◆ YOUR TASK: Continue the appendix on the Volsunga tagging programs from its final sentence onward.

##### SUPPLIED PASSAGE

DeRose, Steven J. 1990.
Stochastic Methods for Resolution of Grammatical Category Ambiguity in Inflected and Uninflected Languages.
Ph.D. Dissertation. Providence, RI: Brown University Department of Cognitive and Linguistic Sciences.
This appendix originally began on page 127.
The programs used for the analyses which I have described total about 15,000 lines source code written in the C language. They were developed on an Apple Macintosh II™ computer. 5 megabytes of RAM are required for the larger analyses; the corpora occupy about 7 megabytes of disk space, and the dictionaries and other data occupy several more megabytes of disk space.
Using this configuration, it takes about 30 minutes to tag and disambiguate the entire Brown Corpus. The smaller Greek New Testament is proportionately faster. Using resolved ambiguity sets or a much smaller dictionary slows the system down somewhat.
There are separate packages for the Brown corpus and for the Greek New Testament, which provide consistent mapping between mnemonic and numeric tags, the latter being used internally. Because the personal computer version of the Brown Corpus encodes all tags numerically, the encoding package is most commonly used to convert numeric tags to mnemonic ones before displaying them to the user. On the other hand, the Greek New Testament corpus keeps all tags in their mnemonic forms, and so the corresponding package is most commonly used to convert tags to numeric form when scanning the GNT for analysis. Both packages use simple array based bisection searches on predefined lists of tags.
Because Volsunga uses numeric tags for all internal operations, tag conversion is performed only at the periphery of the system, thus enabling the same programs to be used with either corpus.
The Brown Corpus and the Greek New Testament are stored in quite different formats. The Brown corpus has tags interspersed between words. The GNT keeps tags in separate files, whose line and token structures are isomorphic. That is, the nth word on the mth line of a word file goes with the nth tag on the mth line of a tag file.
The input packages provide means for opening, closing, and reading word-tag pairs from corpus files. As with the tag encoding packages, corpus-specific input processing is handled in isolation at the periphery of the system; Volsunga itself has almost no need to know which corpus it is working on, and that information is obtained from the input package in use.

##########
##### SUPPLIED ENTRIES

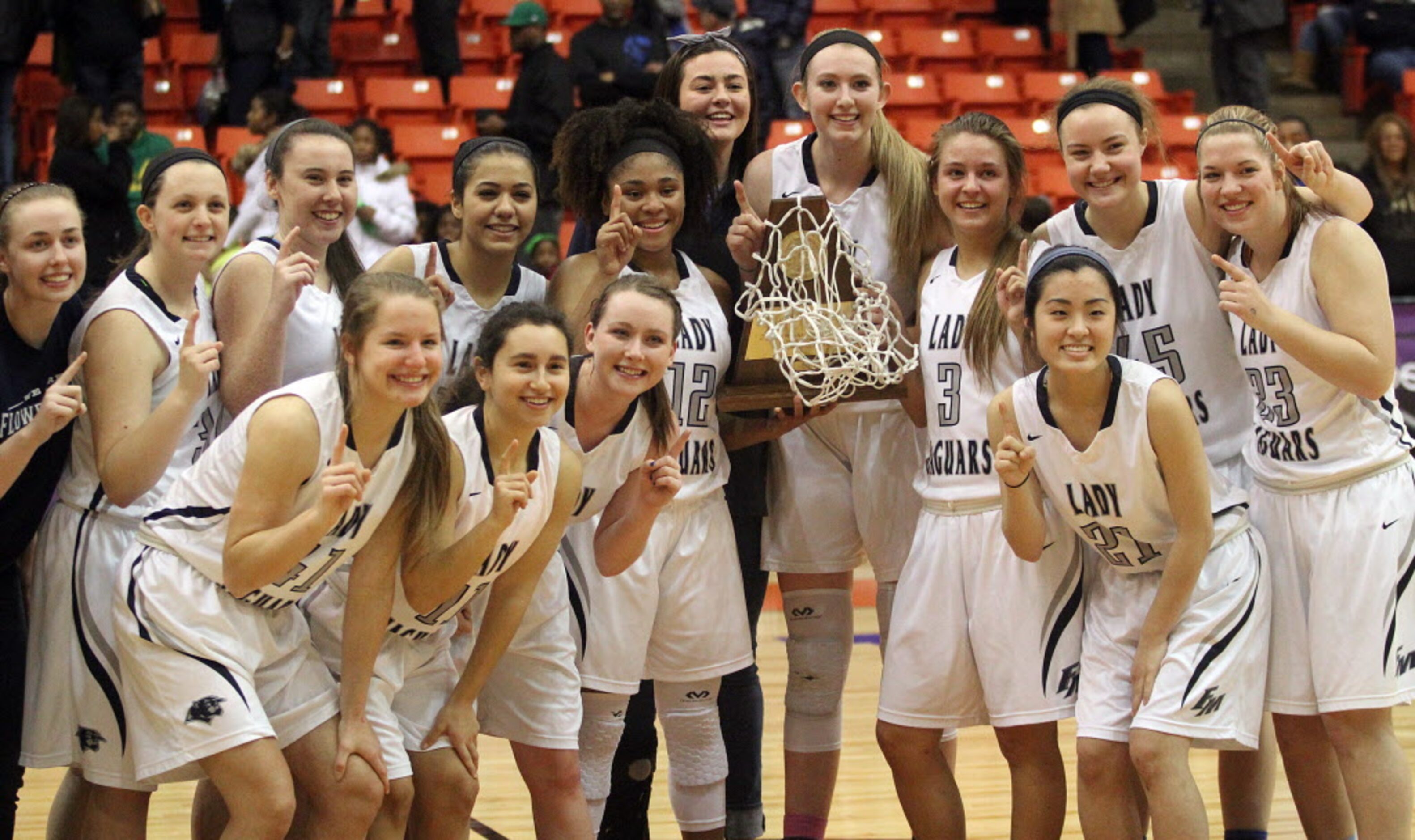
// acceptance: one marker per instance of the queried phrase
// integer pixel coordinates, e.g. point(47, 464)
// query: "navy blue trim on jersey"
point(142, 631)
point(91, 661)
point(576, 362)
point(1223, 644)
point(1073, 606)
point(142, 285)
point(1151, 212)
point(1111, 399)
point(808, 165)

##########
##### SUPPLIED ENTRIES

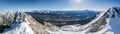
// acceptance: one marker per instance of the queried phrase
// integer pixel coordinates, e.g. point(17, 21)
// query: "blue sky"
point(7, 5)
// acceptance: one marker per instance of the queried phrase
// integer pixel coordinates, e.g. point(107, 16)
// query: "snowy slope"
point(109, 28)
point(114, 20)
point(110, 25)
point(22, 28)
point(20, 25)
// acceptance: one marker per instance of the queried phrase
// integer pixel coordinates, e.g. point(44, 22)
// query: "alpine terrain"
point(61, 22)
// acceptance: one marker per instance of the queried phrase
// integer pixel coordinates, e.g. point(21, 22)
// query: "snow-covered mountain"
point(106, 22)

##########
##### SUPPLIED ENTRIES

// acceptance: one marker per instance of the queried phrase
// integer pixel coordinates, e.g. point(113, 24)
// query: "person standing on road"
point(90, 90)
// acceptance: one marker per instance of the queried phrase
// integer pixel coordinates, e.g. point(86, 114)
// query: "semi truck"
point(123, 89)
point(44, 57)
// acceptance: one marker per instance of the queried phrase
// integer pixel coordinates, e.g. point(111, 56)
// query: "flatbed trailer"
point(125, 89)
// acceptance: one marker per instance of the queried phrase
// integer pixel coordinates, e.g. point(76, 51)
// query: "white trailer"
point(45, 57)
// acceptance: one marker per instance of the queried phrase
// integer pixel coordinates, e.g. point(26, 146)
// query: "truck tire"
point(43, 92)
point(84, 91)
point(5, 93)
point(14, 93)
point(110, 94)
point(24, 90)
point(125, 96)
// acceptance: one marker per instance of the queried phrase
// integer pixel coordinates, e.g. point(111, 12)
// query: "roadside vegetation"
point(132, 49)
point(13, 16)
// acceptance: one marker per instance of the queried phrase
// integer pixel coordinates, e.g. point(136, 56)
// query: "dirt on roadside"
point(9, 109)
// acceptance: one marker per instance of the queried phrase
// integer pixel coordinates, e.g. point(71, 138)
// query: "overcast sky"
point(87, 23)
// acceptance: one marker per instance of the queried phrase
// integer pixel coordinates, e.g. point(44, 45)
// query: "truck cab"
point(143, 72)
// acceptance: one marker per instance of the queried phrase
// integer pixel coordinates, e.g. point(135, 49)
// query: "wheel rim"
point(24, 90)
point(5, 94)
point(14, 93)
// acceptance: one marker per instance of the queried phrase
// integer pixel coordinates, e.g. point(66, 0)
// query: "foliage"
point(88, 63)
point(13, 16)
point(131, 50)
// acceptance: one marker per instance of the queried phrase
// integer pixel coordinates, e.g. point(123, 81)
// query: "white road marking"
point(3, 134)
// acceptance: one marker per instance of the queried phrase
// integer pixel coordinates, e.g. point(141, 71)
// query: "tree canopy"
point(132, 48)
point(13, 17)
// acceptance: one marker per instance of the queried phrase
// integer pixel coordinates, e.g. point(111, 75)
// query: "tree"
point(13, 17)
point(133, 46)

##########

◆ TASK ANSWER:
The dictionary package stores each word form (not including numerals and a few odd tokens), along with its total frequency and its frequency in each attested category. Storing the total frequency provides redundancy which is useful in verifying that the dictionary is valid. The dictionary is built from a tagged corpus. Internally, a hash table provides fast access, and space is saved by storing words in 2 different sizes of records, depending on word length and degree of ambiguity. This strategy is particularly effective because a large percentage of words are short and have only a few known tags, and therefore the smaller records are almost always used. There is a human-readable export format, which makes the data more portable should it be needed for other purposes.
The dictionary program can also manipulate dictionaries in useful ways. For example, it can sort the entries by word, by possible tags, or by frequency; it can sort words as if reversed, in order to facility the induction of productive suffixation rules; and it can extract various portions of the data and generate lexicostatistics.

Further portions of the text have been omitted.